Given entries Block Start

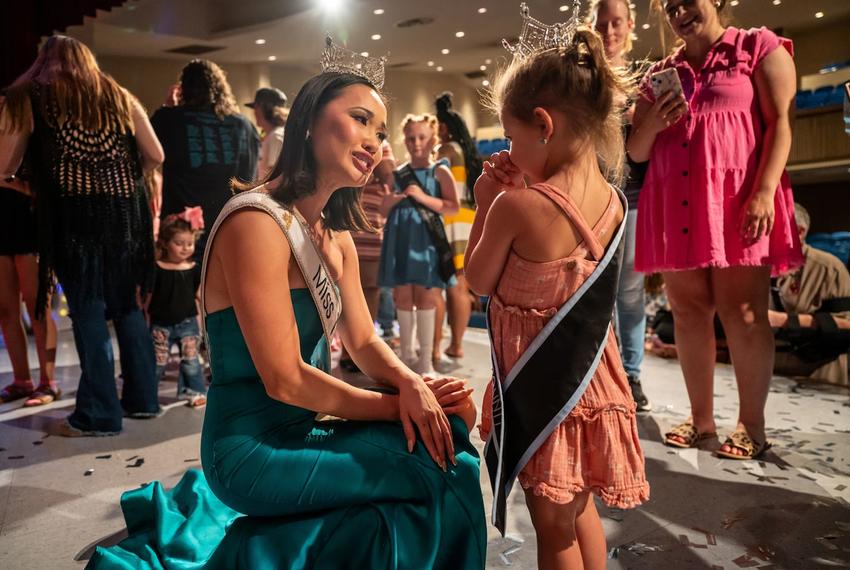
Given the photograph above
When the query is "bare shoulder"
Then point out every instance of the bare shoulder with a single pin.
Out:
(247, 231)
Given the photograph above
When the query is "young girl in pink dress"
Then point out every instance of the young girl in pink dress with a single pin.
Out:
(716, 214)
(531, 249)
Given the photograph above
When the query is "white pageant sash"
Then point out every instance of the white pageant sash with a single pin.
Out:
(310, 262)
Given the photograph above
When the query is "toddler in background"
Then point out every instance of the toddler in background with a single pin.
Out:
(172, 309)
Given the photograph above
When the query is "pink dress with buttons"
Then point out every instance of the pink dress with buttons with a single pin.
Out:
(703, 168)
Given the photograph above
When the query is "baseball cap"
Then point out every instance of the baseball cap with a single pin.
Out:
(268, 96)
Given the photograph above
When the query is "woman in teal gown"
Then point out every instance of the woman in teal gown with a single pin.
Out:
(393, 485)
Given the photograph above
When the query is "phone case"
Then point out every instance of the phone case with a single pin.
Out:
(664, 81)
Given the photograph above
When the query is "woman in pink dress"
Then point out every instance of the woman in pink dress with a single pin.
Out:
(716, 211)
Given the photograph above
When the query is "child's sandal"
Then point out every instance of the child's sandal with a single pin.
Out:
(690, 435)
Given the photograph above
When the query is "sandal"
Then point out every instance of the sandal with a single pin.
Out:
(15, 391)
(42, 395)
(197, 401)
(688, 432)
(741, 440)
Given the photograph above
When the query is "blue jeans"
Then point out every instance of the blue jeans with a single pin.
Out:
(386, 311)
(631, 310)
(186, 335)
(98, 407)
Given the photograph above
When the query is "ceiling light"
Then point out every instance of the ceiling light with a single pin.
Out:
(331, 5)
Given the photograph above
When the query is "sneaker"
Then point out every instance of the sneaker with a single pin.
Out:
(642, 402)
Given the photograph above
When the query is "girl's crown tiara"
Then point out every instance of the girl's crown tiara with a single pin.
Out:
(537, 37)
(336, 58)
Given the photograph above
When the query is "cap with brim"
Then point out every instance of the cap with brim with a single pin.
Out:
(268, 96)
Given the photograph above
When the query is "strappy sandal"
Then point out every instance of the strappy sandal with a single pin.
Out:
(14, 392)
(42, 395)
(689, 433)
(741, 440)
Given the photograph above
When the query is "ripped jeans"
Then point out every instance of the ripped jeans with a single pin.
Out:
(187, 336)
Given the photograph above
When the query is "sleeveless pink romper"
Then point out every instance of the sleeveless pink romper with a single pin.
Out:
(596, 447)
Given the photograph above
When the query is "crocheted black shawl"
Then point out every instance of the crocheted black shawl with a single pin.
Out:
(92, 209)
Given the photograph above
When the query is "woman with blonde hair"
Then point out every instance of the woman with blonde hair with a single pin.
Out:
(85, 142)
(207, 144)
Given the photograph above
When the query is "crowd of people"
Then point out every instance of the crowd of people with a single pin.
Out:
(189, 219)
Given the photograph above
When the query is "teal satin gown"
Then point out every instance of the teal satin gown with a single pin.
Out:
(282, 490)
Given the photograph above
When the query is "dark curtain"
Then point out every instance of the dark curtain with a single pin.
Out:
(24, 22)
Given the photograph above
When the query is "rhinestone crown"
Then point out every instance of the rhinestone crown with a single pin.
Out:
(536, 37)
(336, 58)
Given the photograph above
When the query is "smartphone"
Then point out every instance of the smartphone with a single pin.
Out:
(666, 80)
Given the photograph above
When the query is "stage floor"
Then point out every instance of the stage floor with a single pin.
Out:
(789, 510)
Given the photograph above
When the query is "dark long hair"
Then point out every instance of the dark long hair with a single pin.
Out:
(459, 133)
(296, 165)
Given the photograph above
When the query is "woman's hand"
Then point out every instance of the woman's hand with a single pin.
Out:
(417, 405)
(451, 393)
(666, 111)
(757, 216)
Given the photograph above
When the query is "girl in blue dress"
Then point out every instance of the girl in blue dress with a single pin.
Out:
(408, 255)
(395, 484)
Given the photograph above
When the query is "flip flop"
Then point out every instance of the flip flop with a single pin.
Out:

Given entries Block End
Given entries Block Start

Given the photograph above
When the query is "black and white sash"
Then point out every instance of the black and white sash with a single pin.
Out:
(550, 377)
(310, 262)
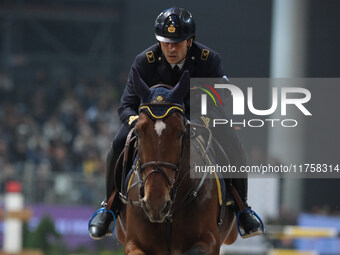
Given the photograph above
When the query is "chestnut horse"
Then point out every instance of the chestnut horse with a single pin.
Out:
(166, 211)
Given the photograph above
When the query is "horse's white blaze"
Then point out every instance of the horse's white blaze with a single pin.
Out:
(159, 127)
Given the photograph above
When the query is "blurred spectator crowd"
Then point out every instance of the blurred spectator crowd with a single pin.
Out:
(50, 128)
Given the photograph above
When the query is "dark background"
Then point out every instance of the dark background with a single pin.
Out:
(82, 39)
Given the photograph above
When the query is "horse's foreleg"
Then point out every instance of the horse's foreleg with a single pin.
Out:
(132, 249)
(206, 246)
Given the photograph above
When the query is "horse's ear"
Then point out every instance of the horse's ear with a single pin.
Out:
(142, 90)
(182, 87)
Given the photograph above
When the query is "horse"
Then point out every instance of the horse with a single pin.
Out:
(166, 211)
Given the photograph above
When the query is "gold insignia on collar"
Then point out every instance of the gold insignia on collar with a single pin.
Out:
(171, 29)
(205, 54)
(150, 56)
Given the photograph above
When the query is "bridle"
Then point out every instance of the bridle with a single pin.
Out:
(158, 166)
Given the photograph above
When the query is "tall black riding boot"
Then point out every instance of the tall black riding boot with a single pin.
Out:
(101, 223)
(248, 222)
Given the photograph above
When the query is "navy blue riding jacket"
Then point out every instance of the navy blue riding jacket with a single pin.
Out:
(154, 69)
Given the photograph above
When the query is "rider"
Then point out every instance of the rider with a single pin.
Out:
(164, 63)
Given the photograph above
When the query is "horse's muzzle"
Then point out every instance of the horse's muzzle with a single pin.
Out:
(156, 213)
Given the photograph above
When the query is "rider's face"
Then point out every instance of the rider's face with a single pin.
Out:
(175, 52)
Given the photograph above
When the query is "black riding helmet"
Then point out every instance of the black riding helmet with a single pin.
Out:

Given entries Block End
Given entries Block Start

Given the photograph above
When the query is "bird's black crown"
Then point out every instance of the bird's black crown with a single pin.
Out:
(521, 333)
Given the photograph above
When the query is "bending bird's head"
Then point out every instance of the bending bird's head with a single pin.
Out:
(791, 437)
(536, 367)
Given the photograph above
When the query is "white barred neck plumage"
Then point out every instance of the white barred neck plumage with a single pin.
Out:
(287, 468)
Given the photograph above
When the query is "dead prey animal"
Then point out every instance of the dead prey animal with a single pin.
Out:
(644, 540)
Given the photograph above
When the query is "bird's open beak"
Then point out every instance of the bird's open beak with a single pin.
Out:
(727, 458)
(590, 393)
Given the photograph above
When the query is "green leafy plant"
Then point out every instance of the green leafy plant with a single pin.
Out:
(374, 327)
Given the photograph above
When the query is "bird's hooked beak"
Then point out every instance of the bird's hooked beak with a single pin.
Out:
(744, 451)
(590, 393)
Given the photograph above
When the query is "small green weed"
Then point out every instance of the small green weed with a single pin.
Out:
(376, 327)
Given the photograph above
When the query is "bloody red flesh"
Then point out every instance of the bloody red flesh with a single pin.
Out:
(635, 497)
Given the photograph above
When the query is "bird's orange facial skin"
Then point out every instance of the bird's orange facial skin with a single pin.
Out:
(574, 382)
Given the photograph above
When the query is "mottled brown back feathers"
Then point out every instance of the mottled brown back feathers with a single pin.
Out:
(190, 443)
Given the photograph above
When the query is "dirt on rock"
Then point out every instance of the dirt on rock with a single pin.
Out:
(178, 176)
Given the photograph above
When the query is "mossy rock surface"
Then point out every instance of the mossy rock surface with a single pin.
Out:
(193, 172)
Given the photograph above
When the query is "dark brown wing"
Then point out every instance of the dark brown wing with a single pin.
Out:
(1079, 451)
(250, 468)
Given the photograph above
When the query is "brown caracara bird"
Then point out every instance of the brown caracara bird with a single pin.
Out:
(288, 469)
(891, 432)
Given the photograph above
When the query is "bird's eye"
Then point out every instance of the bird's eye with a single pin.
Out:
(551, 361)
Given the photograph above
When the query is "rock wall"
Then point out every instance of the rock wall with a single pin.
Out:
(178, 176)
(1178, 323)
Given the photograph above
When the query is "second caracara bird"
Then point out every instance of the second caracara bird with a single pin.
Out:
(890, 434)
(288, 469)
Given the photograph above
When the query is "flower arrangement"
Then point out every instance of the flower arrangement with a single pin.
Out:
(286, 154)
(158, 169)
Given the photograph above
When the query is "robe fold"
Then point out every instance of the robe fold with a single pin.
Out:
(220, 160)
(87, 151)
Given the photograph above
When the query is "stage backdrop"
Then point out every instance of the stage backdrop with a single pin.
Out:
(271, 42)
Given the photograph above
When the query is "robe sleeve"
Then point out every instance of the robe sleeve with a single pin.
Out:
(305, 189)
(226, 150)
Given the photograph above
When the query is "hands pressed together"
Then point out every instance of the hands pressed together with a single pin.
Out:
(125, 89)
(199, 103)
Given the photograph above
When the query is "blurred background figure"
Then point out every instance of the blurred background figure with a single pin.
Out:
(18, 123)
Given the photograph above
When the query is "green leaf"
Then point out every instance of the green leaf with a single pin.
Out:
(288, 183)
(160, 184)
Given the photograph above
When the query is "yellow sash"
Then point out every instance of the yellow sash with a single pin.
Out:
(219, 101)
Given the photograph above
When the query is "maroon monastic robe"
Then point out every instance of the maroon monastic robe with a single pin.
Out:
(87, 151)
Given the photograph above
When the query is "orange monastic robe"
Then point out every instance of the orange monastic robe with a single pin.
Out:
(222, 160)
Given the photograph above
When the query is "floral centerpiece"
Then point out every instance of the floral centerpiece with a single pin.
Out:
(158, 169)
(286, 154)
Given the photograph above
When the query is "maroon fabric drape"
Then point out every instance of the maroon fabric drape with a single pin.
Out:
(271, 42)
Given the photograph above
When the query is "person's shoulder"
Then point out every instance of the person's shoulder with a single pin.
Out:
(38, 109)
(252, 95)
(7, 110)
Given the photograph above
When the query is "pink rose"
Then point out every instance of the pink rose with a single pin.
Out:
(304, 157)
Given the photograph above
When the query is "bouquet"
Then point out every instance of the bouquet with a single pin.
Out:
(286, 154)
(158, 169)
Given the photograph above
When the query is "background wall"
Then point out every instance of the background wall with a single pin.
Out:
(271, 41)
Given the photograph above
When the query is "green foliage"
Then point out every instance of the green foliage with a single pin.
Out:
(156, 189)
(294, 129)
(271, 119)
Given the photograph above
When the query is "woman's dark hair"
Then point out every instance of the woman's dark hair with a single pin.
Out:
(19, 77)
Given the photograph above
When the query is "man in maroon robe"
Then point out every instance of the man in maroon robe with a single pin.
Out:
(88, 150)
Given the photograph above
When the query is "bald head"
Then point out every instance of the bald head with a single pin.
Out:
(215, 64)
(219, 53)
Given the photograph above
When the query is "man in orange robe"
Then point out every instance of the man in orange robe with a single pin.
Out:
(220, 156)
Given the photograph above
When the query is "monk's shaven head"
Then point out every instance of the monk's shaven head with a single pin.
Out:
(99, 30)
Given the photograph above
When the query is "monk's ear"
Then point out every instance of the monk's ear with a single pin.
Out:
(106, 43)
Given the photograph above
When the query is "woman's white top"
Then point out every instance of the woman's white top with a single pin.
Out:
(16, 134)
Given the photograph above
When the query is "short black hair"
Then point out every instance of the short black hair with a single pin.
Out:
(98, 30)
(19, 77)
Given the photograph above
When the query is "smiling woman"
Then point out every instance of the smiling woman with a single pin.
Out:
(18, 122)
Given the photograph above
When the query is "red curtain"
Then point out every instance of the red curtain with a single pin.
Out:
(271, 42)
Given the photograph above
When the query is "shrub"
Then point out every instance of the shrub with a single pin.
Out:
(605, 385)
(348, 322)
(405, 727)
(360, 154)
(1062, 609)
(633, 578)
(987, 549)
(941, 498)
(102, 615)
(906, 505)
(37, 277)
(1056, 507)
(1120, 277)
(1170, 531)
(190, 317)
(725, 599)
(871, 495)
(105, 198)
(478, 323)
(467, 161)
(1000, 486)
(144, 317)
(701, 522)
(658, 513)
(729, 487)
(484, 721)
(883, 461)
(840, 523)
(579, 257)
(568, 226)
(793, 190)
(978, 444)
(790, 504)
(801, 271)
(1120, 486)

Given entries Block End

__Instructions for the task__. Every line that includes "gown" must be copied from the material above.

__Solution__.
When the query is "woman in teal gown"
Then point out every instance of the woman in teal gown with a single pin.
When the query is "teal satin gown"
Then point out every instance of the teal satin gown with a single pin.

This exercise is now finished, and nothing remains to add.